* Data supplied
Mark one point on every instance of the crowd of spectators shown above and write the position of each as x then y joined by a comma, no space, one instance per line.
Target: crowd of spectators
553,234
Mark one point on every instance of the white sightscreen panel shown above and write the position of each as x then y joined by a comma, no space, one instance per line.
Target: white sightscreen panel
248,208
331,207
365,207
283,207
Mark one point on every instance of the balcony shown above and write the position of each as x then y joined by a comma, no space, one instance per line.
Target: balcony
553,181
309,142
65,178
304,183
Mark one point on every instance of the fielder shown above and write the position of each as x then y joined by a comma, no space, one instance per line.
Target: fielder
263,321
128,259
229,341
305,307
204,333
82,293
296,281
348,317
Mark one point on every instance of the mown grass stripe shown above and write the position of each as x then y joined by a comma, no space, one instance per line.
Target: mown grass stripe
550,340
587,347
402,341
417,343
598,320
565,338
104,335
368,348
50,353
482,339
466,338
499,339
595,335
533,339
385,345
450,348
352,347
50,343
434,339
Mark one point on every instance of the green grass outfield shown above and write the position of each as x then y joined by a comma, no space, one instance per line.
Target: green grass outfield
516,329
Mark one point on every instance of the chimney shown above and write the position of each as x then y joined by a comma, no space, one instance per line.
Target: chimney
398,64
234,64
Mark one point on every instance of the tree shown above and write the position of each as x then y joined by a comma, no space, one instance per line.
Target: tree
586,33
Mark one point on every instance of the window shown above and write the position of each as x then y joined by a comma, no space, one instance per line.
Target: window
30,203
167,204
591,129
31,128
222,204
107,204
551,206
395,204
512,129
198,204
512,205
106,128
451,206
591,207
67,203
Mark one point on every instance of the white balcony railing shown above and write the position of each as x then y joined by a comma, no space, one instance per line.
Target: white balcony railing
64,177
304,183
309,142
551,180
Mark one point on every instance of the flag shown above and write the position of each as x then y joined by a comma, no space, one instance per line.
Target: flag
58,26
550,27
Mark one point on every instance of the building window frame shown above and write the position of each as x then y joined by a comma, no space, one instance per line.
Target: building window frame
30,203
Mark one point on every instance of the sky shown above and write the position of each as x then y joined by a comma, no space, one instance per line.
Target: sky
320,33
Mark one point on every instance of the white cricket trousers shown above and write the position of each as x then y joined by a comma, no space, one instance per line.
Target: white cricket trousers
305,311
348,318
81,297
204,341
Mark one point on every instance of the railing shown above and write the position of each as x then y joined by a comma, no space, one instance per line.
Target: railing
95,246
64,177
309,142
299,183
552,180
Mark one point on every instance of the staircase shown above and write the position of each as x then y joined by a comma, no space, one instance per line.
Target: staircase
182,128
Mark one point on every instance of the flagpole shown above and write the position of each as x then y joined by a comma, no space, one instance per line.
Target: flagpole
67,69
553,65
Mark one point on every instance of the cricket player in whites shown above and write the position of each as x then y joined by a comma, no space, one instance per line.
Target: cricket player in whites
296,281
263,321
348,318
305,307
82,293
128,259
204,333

* Written instruction
Reproduce the part of the listing that opens with the line containing "Mark one point on every instance of the sky" and closes at the end of the listing, keeping every line, including the requests. In the answers only, multiply each x and y coordinate by 0.95 and round to the nearest whole number, with halves rounded up.

* Output for this task
Mark one point on every instance of the sky shown above and write the position of each as x then y joined by a comma, no space, one instance per line.
Target: sky
304,31
Mark one point on every instance of the white cricket trousers shown above and write the position of each as x then y joined by a comma, no space, one instance per line.
Target: white cricket trousers
290,295
331,302
77,282
194,324
Mark one point on every instance of the railing shown above and write the position of each as x then y joined by a comma, no space, one instance per line.
Target: railing
90,234
61,168
294,135
284,174
524,171
Mark one point on every instance of the staircase shown above and write the position of each as x then y joined by a comma, no space, one instance per line.
Target: staircase
173,122
Mark one point on every instance of the flagpole shown above and write the position of each as x then y joined by a comma, no space, one instance per line.
Target: flagpole
64,66
525,62
Mark one point on every instance of the cricket player in whites shown above and write the position of each as x then y joined by a comma, no space, one instance per line.
Target: cricket player in whites
281,267
250,305
331,302
290,292
78,278
122,246
194,316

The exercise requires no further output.